**Written task**:
Report every line in the entries below that contains the word "vest", copying each such line in full.

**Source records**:
————————
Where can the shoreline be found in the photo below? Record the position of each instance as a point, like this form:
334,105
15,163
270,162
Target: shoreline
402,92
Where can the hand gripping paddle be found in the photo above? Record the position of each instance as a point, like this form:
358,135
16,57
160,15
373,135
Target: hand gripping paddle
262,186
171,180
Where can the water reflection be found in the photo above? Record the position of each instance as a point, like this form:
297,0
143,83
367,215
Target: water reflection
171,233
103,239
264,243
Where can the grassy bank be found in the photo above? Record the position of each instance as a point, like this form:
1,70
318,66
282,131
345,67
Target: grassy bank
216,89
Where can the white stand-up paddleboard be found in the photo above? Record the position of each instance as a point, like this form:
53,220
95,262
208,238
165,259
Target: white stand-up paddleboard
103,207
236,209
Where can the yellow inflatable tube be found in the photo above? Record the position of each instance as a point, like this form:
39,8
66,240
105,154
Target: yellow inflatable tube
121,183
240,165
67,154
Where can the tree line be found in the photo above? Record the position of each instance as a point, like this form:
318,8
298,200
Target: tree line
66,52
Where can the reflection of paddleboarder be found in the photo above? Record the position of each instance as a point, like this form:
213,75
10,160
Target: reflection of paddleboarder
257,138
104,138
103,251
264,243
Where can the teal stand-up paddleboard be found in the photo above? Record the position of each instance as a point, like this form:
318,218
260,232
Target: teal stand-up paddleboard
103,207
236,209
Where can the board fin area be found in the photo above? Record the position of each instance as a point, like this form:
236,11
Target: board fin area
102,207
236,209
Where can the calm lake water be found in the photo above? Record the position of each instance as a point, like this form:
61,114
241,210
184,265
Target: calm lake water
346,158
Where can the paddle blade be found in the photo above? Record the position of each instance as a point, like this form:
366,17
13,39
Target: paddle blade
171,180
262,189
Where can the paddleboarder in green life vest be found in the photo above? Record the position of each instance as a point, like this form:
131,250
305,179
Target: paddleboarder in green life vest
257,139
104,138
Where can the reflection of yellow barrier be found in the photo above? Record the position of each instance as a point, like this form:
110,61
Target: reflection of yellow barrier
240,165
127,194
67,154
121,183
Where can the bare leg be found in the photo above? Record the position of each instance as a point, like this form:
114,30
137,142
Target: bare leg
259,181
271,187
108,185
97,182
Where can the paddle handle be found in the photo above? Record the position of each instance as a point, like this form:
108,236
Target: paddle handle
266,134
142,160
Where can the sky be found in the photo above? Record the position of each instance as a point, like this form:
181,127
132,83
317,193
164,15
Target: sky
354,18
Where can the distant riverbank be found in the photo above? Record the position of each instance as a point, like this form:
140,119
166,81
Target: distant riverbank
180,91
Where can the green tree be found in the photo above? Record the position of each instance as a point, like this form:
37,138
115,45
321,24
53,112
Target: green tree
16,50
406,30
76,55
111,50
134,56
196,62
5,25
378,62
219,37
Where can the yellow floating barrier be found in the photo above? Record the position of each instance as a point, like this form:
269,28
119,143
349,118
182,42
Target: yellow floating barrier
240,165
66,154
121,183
————————
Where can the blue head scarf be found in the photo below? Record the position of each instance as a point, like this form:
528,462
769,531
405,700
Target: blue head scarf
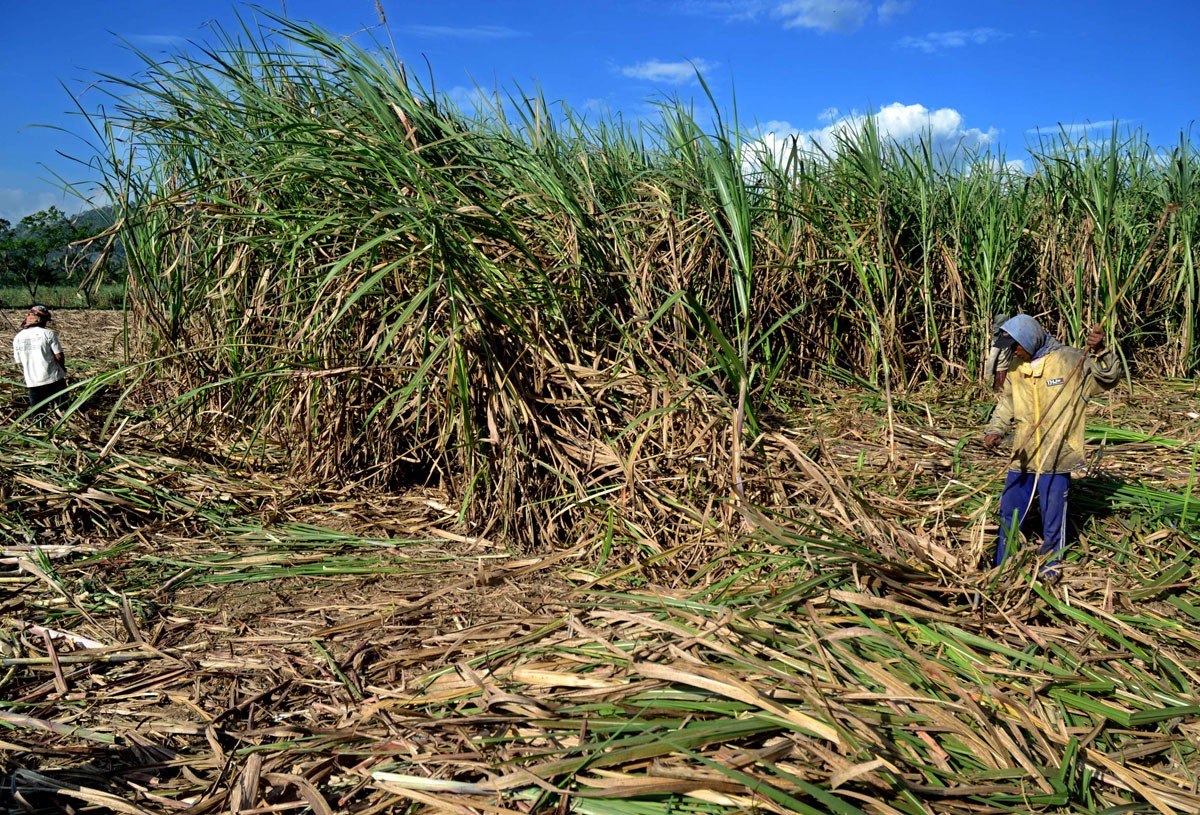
————————
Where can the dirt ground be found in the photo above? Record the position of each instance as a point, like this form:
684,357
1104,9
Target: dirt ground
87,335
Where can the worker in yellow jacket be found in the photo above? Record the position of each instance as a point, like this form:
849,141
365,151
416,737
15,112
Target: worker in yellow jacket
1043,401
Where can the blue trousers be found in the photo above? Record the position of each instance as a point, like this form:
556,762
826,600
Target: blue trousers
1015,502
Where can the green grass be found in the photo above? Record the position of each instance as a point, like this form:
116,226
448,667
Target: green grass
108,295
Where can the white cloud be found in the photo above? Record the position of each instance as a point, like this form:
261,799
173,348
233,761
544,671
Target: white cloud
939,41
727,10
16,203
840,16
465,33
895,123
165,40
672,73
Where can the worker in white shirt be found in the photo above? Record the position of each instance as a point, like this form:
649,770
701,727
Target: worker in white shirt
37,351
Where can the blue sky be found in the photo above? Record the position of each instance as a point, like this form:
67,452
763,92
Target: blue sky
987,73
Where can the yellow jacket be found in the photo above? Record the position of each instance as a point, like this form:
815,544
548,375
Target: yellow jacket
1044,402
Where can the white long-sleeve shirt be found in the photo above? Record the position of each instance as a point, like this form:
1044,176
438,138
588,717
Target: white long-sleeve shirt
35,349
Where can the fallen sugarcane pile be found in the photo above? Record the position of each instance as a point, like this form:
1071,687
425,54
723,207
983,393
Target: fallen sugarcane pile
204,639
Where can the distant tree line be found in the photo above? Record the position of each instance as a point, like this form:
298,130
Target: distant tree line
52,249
————————
**Output below**:
Where can the paddleboarder in green life vest be found in the photo above? Record the position of each instance as a point, like this form:
Target: paddleboarder in green life vest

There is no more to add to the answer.